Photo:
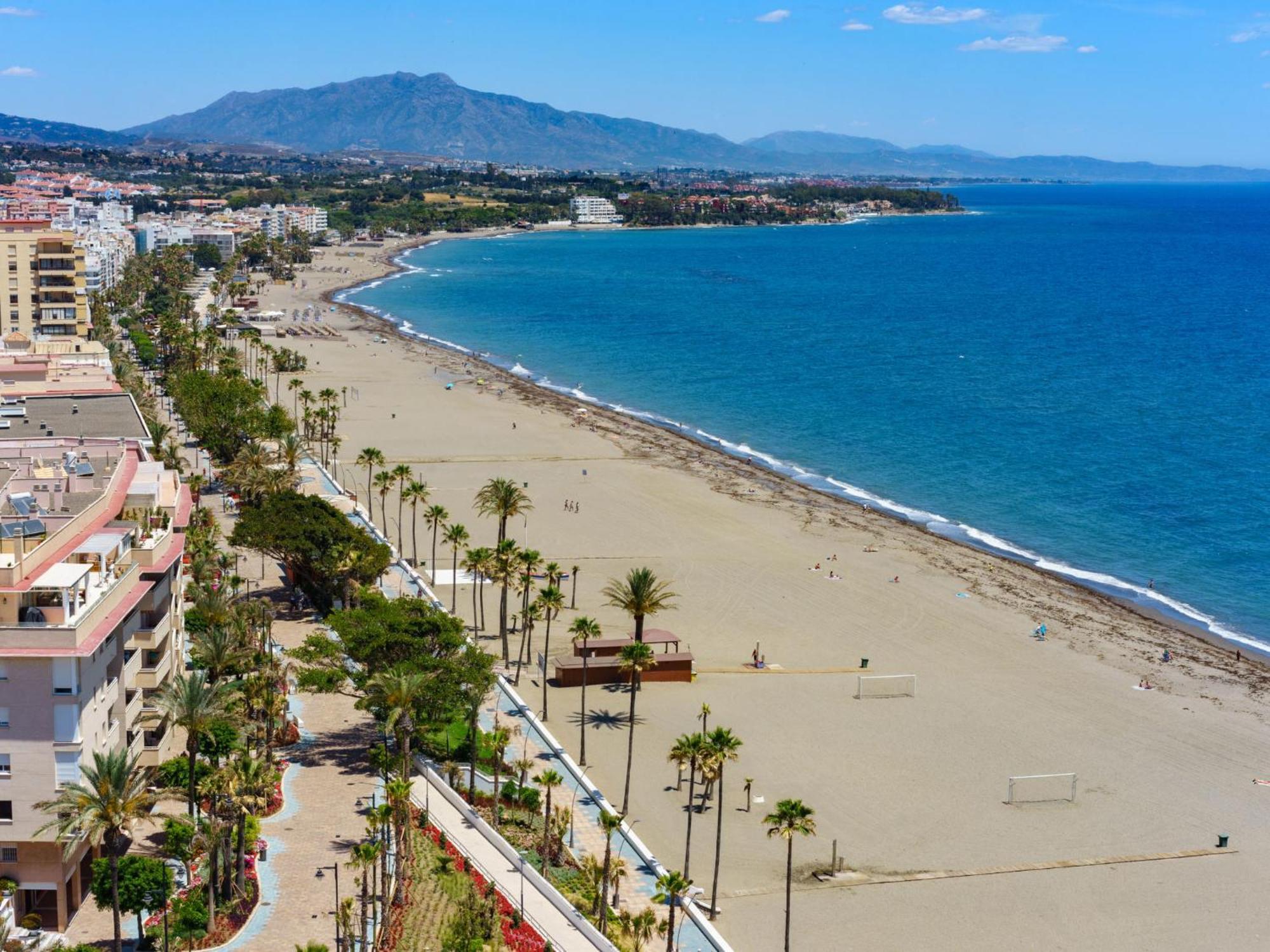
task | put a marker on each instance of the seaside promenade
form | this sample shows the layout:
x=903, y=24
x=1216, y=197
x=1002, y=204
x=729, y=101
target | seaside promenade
x=902, y=784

- - - -

▸ **PROBLEM STATEMENT**:
Rewrite these rows with "seaside promenade" changed to "beach boardwalk" wherever it appears and everything else left as is. Leave out the pictures.

▸ **SOLVED PROBLEM**:
Photo:
task | put a marker on each instance of the beach boardwalk
form | this sample shows the layout:
x=903, y=24
x=1216, y=197
x=1002, y=204
x=729, y=101
target | beach boardwalk
x=902, y=784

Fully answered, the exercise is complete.